== Prompt ==
State how many lines in the data below contain the string "white", with case counting, and give only that number.

[Stored dataset items]
###

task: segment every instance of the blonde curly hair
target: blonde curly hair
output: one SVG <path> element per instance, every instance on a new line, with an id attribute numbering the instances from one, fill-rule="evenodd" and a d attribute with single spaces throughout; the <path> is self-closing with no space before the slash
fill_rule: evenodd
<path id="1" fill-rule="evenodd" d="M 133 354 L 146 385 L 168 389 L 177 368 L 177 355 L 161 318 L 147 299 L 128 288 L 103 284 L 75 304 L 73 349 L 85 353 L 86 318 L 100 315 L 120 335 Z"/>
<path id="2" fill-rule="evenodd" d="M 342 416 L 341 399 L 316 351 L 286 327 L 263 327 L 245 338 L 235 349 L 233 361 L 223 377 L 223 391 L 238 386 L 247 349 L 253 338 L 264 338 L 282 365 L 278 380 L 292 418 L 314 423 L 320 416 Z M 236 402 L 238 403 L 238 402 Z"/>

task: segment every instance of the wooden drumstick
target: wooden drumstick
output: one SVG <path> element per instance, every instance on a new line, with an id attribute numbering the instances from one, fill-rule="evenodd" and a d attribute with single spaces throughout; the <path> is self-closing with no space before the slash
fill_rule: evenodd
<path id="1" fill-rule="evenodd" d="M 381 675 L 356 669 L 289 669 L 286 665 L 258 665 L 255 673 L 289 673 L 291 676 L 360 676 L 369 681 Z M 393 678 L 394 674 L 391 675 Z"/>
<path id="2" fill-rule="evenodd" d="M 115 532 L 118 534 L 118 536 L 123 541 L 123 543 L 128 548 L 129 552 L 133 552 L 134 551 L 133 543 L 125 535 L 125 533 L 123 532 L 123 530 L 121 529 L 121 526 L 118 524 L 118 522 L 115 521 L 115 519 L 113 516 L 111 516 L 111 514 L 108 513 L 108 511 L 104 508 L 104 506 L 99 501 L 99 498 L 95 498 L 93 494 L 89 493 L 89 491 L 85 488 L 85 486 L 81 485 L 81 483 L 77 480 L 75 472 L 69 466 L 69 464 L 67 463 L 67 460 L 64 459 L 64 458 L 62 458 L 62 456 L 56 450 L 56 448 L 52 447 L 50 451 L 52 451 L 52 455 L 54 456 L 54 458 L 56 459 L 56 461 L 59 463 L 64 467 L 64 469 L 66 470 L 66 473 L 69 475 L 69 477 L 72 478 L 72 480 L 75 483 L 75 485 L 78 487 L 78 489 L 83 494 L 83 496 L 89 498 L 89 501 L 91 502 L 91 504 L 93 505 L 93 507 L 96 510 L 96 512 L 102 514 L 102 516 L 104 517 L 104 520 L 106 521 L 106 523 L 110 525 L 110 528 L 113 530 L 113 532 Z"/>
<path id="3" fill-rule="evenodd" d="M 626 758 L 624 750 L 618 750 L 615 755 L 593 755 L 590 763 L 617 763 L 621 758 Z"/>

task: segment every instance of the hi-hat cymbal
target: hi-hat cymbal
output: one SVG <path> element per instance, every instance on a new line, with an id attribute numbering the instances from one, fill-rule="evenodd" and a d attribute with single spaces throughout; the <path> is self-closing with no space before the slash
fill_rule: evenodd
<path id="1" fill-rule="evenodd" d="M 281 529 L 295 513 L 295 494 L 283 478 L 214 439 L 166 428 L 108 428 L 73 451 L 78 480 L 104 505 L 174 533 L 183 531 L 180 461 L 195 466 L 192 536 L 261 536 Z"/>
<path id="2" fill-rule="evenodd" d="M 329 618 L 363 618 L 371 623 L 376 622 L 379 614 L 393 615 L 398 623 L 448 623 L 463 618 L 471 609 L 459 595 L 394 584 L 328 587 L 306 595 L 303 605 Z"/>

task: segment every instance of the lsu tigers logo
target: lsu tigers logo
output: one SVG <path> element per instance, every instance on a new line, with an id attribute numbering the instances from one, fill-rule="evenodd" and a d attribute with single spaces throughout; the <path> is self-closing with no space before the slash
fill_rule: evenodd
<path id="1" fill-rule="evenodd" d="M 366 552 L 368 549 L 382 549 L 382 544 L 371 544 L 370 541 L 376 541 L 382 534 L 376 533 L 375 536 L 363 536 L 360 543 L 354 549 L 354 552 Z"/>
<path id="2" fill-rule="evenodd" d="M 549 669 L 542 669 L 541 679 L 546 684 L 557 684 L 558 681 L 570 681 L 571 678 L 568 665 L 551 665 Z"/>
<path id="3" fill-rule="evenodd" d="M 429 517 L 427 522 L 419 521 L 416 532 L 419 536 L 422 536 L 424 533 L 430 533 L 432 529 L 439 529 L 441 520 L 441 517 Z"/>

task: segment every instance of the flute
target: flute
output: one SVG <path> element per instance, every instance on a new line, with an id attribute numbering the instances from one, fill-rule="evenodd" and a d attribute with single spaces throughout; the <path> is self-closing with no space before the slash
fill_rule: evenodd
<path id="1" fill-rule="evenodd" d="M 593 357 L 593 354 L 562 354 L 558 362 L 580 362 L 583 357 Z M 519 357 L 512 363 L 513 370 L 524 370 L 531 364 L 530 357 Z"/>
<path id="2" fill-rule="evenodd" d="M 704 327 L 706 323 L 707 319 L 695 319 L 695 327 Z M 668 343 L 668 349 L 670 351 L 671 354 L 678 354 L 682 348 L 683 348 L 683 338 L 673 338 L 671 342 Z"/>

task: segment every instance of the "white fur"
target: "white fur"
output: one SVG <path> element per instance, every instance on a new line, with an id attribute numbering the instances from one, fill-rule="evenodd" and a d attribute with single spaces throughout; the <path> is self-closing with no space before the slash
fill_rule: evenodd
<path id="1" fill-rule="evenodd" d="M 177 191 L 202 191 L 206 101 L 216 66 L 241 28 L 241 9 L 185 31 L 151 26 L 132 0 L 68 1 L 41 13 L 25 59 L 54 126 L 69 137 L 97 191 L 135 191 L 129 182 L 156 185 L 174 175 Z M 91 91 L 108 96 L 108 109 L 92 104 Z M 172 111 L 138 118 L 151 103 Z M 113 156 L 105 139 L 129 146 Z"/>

###

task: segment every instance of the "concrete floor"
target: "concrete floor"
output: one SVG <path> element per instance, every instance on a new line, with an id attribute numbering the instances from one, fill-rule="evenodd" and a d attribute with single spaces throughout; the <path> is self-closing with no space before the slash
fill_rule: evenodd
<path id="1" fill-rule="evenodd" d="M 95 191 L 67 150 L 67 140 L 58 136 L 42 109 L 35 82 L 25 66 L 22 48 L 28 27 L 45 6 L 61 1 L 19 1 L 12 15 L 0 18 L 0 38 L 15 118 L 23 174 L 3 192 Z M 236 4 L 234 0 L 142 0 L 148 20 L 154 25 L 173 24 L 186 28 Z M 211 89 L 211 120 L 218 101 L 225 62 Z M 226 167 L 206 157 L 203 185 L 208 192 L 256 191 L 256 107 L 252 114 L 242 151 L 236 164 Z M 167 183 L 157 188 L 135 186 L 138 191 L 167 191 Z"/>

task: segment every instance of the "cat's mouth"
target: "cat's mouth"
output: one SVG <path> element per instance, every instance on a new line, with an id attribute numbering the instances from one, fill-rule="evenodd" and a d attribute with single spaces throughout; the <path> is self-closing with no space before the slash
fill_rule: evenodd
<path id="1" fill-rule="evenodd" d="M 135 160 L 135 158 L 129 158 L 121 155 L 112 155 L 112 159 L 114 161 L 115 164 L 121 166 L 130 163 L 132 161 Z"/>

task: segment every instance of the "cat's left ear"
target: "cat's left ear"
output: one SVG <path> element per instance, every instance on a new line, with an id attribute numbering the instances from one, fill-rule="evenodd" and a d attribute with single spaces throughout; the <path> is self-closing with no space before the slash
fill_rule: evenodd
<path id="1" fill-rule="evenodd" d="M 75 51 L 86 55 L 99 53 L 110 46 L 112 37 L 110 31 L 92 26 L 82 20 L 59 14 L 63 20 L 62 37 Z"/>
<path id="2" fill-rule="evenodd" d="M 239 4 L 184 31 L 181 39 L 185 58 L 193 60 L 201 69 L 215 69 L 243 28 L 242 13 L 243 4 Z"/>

###

== Task output ==
2